▸ **Challenge**:
Reproduce every line of the material below word for word, in the same order.

▸ **Supplied entries**:
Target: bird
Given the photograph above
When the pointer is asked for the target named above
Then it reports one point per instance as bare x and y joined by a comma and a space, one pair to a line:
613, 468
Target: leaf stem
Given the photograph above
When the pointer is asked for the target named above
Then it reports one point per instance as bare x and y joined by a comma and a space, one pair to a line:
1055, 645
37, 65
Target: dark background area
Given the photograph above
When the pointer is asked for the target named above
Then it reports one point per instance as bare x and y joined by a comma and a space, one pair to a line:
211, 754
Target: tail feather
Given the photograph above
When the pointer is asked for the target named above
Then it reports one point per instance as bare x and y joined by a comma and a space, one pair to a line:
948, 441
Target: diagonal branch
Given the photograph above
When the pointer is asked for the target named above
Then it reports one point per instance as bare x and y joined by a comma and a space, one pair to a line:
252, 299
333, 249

▸ **Exercise output**:
Target: bird
Given the photograph above
When the pointer is asked for the target named above
Then it reports one point per instance as bare x and y joined by a comma and a space, one pair to a line:
613, 468
Target: leaf stem
Given the photograph above
When the pointer is asked for the target named above
Then it reports one point per instance as bare x and y joined by a comma and a space, one pair to a line:
1055, 645
37, 65
Target: dark background area
Given the photograph above
When the pointer is asked for the target named above
Then it reports one point per instance as bare x and y joined by a comma and a space, one pair to a line:
211, 754
Target: tail feather
Given the photograph above
When the pointer is asked for the target named above
Then it reports one point per instance as bare x and y joined by a comma and a space, one pair to a line:
948, 441
Target: diagonal branch
Given the photograph above
When the pointer is asked for the target named above
Then it reports one point per instance as bare x and y joined by a comma and a space, one pair to a line:
252, 299
333, 249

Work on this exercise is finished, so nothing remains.